# Supplied entries:

#####

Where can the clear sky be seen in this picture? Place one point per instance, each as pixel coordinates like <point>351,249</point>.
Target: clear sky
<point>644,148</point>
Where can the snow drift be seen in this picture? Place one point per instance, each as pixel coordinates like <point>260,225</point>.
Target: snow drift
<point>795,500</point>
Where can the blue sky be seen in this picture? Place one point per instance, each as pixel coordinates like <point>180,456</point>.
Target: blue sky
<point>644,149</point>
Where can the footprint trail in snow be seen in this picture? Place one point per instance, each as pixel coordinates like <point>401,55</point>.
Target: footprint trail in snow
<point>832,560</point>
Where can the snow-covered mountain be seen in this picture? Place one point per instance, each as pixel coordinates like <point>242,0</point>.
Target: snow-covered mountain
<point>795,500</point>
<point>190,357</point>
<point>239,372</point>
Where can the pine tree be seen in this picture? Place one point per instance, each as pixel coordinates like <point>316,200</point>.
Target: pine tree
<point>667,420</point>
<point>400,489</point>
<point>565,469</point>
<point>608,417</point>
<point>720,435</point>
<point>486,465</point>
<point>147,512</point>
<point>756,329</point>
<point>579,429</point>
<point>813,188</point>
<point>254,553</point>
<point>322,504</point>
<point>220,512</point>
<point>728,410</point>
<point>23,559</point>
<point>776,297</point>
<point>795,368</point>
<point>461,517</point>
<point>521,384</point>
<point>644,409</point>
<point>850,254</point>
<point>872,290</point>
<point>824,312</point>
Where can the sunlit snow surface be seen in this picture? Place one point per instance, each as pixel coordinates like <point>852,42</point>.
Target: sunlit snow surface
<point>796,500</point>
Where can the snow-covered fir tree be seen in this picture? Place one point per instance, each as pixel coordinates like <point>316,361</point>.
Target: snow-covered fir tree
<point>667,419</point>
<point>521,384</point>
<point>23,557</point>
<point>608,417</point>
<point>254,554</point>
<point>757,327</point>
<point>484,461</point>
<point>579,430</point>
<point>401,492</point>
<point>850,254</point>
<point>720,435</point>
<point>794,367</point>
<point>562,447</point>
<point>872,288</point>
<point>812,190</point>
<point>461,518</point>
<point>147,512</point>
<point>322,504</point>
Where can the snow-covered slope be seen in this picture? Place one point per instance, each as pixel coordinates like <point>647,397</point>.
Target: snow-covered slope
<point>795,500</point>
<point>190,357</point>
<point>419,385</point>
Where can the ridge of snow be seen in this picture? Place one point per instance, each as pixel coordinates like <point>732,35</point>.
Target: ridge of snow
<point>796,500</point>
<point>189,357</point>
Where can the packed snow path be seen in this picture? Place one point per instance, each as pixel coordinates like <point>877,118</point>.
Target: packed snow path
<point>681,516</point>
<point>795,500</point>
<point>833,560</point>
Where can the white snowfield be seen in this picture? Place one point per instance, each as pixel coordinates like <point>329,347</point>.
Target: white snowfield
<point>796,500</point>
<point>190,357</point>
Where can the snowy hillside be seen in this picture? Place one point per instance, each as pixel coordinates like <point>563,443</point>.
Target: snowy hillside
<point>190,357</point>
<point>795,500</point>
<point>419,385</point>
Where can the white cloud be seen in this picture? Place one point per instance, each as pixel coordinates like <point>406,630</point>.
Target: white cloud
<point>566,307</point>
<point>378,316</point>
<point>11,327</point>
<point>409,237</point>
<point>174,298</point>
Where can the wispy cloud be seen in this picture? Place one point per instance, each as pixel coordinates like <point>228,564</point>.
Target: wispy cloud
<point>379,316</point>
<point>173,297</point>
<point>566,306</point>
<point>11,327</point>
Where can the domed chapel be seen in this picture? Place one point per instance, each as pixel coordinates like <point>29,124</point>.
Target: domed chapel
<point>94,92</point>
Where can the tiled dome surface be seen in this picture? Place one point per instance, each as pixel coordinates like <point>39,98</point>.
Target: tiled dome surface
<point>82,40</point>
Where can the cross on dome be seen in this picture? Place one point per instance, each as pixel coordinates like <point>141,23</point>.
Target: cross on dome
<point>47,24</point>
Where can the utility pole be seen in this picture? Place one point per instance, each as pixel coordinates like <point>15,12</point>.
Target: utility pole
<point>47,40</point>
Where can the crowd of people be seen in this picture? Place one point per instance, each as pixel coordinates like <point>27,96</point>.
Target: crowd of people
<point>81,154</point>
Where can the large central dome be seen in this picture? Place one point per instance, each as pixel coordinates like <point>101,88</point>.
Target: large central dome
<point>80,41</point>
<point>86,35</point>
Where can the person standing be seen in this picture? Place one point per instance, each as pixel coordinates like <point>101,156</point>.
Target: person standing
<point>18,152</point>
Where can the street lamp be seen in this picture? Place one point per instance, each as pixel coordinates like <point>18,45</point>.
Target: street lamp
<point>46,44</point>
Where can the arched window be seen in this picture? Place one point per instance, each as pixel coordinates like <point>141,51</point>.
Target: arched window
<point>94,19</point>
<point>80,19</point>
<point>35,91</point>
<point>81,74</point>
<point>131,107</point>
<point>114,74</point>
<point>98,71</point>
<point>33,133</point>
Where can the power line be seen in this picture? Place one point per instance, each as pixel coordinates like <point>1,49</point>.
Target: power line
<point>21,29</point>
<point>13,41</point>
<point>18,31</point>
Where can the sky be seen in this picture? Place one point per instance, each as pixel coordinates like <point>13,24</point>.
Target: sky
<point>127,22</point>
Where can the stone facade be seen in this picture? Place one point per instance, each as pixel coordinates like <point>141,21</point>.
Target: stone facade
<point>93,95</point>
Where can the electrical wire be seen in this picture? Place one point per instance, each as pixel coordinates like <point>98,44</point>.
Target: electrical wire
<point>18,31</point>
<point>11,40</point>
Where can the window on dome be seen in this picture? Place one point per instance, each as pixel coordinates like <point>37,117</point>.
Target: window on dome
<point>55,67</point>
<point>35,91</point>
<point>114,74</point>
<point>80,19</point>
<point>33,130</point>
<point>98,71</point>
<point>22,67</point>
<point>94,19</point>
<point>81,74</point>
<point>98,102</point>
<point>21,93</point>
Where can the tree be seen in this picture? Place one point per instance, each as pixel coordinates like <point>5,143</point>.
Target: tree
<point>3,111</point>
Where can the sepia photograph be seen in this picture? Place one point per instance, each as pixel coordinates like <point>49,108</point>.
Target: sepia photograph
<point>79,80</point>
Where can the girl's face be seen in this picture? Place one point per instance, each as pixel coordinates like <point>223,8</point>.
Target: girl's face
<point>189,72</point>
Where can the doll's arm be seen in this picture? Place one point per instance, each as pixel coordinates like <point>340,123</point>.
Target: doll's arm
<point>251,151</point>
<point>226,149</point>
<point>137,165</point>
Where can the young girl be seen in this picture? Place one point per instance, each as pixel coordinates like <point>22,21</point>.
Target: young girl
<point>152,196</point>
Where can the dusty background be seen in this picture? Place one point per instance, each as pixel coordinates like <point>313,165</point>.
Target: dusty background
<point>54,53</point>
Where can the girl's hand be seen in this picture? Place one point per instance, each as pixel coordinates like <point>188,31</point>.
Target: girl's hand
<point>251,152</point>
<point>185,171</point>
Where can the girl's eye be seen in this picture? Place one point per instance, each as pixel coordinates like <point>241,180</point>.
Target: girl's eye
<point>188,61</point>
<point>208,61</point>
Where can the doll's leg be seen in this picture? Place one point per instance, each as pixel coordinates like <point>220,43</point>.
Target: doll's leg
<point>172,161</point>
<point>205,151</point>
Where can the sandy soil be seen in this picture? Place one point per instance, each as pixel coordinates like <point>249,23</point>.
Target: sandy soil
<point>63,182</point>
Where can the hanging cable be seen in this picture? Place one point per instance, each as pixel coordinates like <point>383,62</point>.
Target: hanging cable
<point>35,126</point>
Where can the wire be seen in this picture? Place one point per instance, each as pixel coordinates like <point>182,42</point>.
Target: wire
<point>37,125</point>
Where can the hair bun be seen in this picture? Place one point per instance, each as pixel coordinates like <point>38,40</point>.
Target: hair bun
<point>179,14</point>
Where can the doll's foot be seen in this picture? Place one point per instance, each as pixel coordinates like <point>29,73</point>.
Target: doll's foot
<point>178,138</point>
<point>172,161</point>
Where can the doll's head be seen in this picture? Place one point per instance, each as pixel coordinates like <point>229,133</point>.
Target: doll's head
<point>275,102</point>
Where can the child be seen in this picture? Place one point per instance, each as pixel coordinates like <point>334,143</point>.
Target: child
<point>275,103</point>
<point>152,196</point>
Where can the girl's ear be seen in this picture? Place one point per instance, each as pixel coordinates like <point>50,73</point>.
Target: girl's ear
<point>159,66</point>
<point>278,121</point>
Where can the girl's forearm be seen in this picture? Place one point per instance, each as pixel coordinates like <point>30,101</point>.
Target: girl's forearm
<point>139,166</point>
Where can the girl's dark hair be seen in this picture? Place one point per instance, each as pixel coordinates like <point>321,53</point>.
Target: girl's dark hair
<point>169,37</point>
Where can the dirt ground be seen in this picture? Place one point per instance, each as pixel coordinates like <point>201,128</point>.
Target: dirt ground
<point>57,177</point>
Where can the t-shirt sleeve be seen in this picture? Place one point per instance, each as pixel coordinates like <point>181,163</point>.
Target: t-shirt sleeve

#####

Determine the number of lines in the listing above containing the word "shirt"; respond with that figure only.

2